Task to carry out> Below are entries; print them exactly from the first line through the one containing "written as (37,28).".

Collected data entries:
━━━━━━━━━━

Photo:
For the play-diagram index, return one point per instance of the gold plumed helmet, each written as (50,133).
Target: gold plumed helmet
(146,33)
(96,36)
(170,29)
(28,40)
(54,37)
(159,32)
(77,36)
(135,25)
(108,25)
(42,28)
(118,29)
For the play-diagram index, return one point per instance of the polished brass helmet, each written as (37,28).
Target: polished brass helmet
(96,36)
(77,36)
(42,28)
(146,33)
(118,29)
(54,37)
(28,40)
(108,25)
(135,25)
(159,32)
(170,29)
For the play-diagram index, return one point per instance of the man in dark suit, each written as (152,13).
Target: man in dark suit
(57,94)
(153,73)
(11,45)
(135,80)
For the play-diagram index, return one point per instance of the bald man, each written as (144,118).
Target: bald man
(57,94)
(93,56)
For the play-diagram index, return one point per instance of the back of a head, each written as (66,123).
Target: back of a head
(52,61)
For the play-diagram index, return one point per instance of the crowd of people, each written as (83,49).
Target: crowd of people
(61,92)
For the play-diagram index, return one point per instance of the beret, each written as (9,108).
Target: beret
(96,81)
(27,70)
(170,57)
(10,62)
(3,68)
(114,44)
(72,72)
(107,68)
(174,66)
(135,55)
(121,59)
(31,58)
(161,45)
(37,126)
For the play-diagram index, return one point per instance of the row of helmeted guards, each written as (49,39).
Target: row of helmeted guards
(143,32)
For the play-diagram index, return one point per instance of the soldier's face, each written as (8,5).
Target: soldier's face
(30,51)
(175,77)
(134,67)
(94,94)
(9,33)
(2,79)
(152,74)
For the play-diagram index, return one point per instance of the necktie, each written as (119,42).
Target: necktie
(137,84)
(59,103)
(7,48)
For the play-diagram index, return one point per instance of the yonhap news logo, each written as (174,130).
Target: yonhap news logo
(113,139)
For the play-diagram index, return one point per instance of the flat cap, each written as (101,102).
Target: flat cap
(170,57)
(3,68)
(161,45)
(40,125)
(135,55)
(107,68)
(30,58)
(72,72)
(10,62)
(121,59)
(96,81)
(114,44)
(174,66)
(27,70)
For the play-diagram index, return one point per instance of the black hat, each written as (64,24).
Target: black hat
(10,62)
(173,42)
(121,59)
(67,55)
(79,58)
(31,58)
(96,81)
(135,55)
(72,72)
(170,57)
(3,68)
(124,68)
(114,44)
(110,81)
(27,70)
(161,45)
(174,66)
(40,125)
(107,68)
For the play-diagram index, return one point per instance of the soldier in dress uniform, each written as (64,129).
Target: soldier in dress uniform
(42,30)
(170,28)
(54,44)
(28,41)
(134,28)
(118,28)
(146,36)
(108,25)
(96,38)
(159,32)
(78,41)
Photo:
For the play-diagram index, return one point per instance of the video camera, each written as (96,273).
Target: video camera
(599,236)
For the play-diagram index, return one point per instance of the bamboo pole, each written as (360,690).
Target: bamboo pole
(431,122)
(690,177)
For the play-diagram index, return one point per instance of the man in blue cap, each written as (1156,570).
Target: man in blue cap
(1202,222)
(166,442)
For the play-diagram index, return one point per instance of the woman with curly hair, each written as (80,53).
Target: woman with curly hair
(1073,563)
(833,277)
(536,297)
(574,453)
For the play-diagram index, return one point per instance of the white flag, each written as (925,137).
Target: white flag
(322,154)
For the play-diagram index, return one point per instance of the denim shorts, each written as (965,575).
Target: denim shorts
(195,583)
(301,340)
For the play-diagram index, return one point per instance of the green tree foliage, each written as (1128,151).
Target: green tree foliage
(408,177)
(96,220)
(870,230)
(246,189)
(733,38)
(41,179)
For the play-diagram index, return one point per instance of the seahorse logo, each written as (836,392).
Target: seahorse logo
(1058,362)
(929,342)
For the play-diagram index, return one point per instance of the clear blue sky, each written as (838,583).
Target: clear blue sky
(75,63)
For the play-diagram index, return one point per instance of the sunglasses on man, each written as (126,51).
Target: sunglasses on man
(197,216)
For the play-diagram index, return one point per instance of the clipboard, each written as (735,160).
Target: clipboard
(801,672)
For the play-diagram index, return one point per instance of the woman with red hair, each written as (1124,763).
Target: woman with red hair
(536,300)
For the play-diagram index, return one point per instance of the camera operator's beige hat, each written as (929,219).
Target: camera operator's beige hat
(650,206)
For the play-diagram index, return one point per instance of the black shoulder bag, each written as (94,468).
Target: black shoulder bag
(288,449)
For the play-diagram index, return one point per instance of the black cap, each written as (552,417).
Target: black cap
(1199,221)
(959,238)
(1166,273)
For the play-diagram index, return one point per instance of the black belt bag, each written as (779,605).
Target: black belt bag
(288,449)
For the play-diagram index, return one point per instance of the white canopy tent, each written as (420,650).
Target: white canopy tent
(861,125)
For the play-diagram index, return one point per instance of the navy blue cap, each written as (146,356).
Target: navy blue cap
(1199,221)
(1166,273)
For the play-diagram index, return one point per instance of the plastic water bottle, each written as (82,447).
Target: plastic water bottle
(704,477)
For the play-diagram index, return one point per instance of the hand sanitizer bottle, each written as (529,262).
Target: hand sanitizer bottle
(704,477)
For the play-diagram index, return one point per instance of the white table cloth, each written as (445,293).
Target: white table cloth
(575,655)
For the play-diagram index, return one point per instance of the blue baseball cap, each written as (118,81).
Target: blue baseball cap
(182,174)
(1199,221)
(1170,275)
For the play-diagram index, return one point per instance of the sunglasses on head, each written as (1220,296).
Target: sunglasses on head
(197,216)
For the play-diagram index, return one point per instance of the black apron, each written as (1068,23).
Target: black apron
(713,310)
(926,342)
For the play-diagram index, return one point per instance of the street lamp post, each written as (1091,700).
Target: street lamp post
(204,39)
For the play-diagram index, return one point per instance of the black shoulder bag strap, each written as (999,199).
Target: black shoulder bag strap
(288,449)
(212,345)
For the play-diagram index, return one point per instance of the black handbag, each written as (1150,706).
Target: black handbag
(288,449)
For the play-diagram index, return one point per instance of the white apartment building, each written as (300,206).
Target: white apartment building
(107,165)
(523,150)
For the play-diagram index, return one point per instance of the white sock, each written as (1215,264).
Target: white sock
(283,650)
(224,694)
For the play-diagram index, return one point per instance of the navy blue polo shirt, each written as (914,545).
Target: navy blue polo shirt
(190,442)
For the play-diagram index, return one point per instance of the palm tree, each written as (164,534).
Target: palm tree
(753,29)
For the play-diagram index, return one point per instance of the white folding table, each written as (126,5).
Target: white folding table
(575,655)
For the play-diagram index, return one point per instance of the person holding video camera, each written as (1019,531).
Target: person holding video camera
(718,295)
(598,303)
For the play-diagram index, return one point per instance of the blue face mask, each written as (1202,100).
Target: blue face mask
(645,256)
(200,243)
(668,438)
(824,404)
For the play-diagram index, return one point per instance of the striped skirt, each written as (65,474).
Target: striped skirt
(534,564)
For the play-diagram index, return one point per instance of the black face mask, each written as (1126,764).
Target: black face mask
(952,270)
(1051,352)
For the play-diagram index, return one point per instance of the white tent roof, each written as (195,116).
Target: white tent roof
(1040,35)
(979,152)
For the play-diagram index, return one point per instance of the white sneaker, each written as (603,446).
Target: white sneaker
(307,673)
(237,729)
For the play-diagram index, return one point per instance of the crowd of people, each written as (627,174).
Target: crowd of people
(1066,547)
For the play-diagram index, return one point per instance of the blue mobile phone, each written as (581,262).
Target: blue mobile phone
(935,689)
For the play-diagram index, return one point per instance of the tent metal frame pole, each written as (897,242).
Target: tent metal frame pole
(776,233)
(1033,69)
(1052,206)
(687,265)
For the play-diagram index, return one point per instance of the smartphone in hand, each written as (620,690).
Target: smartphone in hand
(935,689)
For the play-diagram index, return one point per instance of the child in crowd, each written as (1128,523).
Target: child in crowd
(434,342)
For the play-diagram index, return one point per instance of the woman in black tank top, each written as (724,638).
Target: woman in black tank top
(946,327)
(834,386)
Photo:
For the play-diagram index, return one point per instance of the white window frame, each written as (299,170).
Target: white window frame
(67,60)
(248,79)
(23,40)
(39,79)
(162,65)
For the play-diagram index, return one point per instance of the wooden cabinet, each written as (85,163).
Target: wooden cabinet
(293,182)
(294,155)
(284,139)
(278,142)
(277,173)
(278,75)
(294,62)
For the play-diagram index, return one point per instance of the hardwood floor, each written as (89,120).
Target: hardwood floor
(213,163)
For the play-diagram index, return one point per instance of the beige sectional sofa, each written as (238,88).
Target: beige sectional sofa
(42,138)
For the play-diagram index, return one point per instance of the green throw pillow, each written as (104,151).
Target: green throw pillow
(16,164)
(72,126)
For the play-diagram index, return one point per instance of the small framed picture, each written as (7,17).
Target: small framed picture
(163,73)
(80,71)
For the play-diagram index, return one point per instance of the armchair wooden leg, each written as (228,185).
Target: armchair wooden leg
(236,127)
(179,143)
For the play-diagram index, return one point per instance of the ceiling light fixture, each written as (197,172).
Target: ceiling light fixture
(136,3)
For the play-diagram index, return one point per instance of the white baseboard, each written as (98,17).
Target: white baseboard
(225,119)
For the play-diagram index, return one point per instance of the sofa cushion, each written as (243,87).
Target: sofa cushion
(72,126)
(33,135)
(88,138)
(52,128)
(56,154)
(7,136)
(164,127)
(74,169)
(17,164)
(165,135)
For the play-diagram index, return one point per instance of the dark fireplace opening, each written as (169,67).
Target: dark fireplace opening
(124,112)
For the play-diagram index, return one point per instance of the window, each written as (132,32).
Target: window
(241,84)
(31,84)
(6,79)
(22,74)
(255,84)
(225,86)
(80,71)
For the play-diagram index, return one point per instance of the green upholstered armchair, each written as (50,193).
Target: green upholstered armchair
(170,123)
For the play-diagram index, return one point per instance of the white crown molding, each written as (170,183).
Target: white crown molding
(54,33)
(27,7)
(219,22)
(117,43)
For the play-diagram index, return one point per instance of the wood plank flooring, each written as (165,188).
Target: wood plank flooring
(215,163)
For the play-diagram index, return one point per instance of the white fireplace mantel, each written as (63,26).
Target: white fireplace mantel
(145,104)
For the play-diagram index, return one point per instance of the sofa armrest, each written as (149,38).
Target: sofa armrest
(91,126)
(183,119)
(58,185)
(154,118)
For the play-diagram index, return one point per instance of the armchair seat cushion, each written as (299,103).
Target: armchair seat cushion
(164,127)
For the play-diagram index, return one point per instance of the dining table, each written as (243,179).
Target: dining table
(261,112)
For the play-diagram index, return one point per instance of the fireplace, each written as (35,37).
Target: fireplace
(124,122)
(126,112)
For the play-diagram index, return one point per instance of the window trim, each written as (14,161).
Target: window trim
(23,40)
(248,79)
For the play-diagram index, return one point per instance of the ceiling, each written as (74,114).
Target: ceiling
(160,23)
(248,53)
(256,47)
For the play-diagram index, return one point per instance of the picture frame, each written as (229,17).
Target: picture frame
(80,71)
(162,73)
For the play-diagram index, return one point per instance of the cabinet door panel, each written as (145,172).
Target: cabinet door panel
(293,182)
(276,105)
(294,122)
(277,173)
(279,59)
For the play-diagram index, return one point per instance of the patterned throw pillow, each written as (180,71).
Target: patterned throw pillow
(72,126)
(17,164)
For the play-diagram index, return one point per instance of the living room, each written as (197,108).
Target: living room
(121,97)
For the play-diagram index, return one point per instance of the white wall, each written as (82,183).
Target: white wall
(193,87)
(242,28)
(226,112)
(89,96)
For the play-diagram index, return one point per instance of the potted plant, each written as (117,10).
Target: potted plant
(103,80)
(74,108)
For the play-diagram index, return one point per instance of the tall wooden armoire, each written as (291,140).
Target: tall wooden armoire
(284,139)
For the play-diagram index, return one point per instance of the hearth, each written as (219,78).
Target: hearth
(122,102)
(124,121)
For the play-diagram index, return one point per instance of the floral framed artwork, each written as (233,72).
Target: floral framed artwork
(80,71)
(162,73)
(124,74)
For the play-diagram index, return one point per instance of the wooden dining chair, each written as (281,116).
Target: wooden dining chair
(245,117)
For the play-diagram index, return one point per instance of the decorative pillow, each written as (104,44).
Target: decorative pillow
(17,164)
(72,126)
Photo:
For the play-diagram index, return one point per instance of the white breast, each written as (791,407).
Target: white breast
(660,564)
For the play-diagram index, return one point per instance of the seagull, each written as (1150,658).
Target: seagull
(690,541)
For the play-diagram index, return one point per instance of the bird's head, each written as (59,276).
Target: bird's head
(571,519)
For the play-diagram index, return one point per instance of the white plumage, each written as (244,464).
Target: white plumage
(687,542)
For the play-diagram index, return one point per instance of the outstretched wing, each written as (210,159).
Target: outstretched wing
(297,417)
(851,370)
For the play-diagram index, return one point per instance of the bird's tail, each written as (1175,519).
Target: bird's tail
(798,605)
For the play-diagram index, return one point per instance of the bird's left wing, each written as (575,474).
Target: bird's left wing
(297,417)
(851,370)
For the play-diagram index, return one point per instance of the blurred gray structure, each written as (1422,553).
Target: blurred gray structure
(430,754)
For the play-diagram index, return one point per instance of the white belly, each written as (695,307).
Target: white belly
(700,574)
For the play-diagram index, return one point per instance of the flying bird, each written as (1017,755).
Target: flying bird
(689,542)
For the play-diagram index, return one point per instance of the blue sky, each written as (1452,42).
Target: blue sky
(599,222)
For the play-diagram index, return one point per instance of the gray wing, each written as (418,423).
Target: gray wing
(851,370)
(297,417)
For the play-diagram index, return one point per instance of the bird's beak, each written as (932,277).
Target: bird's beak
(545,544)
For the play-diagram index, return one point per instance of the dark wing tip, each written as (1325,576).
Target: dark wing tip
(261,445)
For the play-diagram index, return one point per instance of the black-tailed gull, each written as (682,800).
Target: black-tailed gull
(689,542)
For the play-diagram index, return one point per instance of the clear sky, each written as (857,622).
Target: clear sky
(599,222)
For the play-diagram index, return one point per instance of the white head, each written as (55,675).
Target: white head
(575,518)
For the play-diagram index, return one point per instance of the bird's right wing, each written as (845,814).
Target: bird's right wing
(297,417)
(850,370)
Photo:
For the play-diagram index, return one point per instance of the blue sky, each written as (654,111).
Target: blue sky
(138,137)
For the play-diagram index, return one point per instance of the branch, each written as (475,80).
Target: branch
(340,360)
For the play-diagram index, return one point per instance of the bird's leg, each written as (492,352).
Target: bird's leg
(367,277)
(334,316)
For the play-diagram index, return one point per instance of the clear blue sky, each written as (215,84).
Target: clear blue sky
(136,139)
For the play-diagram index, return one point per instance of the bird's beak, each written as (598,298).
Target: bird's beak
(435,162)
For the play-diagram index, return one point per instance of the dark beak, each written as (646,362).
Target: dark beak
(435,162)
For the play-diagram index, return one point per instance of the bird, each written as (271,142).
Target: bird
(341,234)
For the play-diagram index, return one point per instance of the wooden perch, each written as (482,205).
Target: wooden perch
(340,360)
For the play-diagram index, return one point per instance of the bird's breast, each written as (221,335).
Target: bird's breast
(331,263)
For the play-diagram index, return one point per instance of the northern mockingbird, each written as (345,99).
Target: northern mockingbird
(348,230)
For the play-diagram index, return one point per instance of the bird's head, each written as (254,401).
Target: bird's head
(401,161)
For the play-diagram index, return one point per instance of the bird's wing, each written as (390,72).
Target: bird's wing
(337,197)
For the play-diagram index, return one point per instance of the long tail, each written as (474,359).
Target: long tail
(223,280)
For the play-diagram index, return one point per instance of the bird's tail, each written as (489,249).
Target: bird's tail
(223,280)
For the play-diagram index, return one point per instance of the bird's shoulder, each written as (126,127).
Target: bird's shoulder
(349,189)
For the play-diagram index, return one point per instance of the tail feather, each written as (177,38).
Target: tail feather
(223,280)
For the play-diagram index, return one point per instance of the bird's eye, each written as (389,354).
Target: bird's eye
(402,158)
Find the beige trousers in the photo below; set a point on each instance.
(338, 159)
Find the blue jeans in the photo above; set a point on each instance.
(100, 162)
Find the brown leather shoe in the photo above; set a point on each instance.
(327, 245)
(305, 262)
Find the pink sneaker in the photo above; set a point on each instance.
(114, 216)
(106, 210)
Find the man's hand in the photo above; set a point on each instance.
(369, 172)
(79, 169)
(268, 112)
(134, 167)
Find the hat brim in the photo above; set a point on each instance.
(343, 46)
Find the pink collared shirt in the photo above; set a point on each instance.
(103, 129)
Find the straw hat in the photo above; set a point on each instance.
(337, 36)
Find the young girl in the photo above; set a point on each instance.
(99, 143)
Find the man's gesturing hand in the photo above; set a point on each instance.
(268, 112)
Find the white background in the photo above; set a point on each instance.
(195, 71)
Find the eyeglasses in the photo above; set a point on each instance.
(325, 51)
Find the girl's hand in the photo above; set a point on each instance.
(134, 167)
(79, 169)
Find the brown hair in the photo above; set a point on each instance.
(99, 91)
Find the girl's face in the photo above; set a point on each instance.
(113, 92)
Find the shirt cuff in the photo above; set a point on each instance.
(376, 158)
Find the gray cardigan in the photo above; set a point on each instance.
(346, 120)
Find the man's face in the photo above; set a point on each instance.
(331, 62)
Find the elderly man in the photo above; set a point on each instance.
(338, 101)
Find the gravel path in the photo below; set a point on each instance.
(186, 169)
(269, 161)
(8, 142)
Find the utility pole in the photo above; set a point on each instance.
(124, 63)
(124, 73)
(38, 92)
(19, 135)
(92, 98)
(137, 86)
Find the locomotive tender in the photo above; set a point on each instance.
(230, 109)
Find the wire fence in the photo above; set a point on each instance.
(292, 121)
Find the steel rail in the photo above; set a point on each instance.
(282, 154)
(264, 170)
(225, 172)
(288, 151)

━━━━━━━━━━

Final answer>
Photo:
For the play-diagram index, return one point per instance of the gold plumed helmet, each written as (50,133).
Target: gold plumed helmet
(146,33)
(96,36)
(170,29)
(28,40)
(54,37)
(159,32)
(77,36)
(135,25)
(108,25)
(42,28)
(118,29)
For the play-diagram index, return one point per instance of the polished brass helmet, each written as (37,28).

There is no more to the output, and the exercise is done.